A. Div. 7

题目：
You are given an integer n. You have to change the minimum number of digits in it in such a way that the resulting number does not have any leading zeroes and is divisible by 7.

If there are multiple ways to do it, print any of them. If the given number is already divisible by 7, leave it unchanged.

Input

3
42
23
377

Output

42
28
777

中文翻译：
给你n个数，改这些数的一个位数，让他变成7的整数，如果有多个答案，输出一个就行（百度翻译的是最小的位数，但是样例有一个不是我就没那么干）
代码：

#include <iostream>
using namespace std;
int main()
{
    
	int n;
	cin>>n;
	while(n--)
	{
    
		int q;
		cin>>q;
		if(q%7==0)
		{
    
			cout<<q<<endl;
		}
		else 
		{
    
			int k=q%10;
			q-=k;
			for(int i=1;i<=9;i++)
			{
    
				q+=i;
				if(q%7==0)
				{
    
					cout<<q<<endl;
					break;
				}
				else 
				{
    
					q-=i;
				}
			}
		}
	 } 
    return 0;
}

B. Minority

题目：
You are given a string s, consisting only of characters ‘0’ and ‘1’.

You have to choose a contiguous substring of s and remove all occurrences of the character, which is a strict minority in it, from the substring.

That is, if the amount of '0’s in the substring is strictly smaller than the amount of '1’s, remove all occurrences of ‘0’ from the substring. If the amount of '1’s is strictly smaller than the amount of '0’s, remove all occurrences of ‘1’. If the amounts are the same, do nothing.

You have to apply the operation exactly once. What is the maximum amount of characters that can be removed?

Input

4
01
1010101010111
00110001000
1

Output

0
5
3
0

中文翻译：
给你个字符串，如果0比1多删除所有的1，如果1比0多删除所有的0，按照翻译应该是如果相等就不进行操作，但我第一次交的wr了，然后对比了下样例答案，发现相同的话输出这个值-1就行。也可能是百度翻译的我没看懂。

代码：

#include <iostream>
#include<string>
#include<algorithm>
using namespace std;
int main()
{
    
	int n;
	cin>>n;
	while(n--)
	{
    
		string s;
		cin>>s;
		int l=0,y=0;
		for(int i=0;i<s.length();i++)
		{
    
			if(s[i]=='0')
			{
    
				l++;
			}
			else if(s[i]=='1')
			{
    
				y++;
			}
		}
		if(l==0||y==0)
		{
    
			cout<<0<<endl;
		}
		else if(l==y)

数据集记录:
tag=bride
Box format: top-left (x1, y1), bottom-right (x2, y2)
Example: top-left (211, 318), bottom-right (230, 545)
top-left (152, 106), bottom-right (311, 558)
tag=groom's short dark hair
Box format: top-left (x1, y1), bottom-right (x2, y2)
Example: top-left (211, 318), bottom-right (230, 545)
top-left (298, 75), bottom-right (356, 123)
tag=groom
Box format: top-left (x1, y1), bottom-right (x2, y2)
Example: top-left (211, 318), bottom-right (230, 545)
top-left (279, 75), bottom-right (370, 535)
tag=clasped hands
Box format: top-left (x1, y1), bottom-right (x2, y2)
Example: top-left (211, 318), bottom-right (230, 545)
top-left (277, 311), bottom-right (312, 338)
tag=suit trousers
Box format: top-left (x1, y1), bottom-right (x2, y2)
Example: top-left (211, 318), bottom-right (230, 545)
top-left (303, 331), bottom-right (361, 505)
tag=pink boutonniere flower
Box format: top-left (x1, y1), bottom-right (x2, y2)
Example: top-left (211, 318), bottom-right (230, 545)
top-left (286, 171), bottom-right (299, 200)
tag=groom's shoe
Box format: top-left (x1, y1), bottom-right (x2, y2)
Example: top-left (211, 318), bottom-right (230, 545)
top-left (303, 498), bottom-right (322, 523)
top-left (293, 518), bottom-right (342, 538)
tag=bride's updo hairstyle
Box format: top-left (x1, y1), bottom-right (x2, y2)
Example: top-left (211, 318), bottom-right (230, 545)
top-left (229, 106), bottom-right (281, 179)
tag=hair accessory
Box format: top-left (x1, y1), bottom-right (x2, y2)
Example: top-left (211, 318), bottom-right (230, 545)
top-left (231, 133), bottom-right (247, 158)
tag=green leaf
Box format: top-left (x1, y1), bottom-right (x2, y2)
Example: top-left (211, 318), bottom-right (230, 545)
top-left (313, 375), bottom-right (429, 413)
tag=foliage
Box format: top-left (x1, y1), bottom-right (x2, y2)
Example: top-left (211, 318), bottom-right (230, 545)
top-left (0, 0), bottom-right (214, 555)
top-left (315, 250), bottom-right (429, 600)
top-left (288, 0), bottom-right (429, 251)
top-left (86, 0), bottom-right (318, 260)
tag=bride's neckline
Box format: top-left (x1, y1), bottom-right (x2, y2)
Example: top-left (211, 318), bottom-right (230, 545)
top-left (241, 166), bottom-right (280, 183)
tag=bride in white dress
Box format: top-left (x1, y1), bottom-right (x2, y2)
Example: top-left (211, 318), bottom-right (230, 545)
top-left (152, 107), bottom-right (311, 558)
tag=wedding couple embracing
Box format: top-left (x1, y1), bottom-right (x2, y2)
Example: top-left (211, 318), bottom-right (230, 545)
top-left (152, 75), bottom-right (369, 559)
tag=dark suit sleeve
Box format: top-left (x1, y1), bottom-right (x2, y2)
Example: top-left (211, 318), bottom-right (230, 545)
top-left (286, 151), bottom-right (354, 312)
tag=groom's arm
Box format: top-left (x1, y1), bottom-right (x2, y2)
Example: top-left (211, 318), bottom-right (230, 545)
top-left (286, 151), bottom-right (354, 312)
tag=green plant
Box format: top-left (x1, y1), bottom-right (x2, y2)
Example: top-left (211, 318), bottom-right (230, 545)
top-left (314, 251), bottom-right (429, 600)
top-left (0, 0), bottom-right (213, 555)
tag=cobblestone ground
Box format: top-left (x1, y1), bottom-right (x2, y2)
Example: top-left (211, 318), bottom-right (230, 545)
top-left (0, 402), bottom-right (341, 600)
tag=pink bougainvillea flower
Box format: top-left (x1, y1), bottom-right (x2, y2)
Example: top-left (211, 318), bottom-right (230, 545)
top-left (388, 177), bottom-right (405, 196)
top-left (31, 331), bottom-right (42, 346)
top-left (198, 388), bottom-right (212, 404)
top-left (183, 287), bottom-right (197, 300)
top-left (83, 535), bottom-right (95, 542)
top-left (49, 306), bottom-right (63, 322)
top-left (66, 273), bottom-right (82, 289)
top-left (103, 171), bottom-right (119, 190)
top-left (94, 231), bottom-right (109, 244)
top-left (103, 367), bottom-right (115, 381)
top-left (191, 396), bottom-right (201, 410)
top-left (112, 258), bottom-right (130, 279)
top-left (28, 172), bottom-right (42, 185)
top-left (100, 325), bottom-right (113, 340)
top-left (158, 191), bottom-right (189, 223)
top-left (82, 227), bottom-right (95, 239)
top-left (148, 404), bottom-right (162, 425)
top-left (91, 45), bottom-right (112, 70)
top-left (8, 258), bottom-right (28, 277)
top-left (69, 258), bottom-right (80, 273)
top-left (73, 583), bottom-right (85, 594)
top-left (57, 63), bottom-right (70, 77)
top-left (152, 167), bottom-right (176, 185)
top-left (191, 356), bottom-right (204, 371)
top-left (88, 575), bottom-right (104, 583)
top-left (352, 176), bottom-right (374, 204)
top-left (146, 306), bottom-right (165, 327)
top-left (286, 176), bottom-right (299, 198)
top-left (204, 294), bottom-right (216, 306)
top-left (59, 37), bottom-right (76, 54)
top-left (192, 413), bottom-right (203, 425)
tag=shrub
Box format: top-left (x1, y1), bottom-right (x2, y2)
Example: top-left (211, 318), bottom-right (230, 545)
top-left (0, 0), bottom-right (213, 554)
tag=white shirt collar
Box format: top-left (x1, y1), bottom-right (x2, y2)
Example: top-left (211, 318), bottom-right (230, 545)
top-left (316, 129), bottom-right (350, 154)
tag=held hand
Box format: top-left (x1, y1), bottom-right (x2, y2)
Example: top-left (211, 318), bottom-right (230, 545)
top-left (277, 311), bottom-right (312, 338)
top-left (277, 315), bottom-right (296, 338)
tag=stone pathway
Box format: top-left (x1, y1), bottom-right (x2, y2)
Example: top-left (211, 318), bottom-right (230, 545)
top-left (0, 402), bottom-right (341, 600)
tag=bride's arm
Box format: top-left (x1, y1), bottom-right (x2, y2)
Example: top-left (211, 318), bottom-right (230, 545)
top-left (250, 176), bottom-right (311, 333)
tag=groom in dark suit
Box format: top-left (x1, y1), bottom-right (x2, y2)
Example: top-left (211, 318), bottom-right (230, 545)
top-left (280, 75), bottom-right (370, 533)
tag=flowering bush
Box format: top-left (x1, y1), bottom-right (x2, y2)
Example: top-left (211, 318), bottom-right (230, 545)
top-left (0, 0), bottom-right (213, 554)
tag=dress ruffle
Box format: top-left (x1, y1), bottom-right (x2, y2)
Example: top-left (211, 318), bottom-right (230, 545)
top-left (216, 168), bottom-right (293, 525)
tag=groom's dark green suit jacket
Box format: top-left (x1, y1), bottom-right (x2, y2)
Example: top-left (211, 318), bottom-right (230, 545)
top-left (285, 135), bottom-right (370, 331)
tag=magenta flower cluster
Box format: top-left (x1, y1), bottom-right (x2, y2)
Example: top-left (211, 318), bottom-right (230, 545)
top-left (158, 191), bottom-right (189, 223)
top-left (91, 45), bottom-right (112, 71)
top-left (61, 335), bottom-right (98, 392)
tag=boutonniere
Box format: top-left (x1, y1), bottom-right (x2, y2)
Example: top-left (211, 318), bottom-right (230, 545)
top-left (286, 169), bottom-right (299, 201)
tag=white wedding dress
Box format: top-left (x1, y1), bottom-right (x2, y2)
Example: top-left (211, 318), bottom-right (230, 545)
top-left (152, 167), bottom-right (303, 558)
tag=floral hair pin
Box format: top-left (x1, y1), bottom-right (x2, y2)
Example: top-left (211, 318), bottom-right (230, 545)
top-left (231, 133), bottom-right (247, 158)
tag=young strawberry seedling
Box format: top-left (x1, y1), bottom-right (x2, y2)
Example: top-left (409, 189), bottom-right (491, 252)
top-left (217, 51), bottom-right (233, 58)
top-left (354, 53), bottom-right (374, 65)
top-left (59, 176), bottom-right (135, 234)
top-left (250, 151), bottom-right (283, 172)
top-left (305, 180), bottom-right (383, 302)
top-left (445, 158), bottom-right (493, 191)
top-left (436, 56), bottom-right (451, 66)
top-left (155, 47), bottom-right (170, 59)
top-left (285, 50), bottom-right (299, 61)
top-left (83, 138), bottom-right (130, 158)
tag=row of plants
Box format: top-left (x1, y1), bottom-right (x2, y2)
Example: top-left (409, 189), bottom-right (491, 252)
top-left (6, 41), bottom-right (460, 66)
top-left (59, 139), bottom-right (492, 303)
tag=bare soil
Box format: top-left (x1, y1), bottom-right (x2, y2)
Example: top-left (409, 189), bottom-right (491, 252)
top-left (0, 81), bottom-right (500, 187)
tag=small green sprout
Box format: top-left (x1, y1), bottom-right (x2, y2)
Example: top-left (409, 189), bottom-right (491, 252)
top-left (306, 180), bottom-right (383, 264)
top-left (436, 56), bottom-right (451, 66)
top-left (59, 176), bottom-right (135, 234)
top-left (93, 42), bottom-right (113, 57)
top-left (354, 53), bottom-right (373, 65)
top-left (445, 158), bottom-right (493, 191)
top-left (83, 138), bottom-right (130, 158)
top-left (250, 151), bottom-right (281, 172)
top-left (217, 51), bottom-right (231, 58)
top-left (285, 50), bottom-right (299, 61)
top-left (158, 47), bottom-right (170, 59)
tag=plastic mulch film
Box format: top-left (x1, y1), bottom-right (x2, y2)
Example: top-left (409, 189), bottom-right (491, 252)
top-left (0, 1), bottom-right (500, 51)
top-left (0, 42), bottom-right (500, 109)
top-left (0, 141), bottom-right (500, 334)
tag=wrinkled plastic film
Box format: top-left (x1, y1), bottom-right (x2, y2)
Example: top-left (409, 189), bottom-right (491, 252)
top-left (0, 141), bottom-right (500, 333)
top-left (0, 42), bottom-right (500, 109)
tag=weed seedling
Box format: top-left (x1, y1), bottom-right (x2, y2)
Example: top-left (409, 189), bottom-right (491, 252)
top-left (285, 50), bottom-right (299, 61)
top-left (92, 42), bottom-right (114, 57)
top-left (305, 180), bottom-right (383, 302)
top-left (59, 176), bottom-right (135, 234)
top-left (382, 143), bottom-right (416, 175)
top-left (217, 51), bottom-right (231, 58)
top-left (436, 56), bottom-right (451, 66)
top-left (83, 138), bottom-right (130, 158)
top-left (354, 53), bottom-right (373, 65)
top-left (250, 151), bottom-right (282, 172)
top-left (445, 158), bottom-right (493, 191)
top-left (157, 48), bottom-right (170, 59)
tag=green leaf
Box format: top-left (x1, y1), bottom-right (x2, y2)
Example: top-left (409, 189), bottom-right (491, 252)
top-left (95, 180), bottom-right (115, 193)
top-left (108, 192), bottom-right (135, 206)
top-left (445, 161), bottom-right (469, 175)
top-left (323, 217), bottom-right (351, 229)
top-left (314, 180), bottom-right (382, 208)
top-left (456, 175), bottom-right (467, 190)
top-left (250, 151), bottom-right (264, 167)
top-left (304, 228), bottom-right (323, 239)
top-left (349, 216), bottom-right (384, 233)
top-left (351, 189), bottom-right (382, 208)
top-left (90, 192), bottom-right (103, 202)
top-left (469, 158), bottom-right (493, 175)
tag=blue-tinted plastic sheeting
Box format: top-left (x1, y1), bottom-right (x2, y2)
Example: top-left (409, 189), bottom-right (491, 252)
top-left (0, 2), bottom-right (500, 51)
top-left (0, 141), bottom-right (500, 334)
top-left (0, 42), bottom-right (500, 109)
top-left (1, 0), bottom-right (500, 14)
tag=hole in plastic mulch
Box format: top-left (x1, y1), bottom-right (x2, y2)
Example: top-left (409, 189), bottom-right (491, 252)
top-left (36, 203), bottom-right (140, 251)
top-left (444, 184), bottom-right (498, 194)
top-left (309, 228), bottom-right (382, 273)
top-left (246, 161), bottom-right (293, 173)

待办任务: 原文第一题「Div. 7」的样例中，输入 377 对应的输出是什么？

已解问题: 777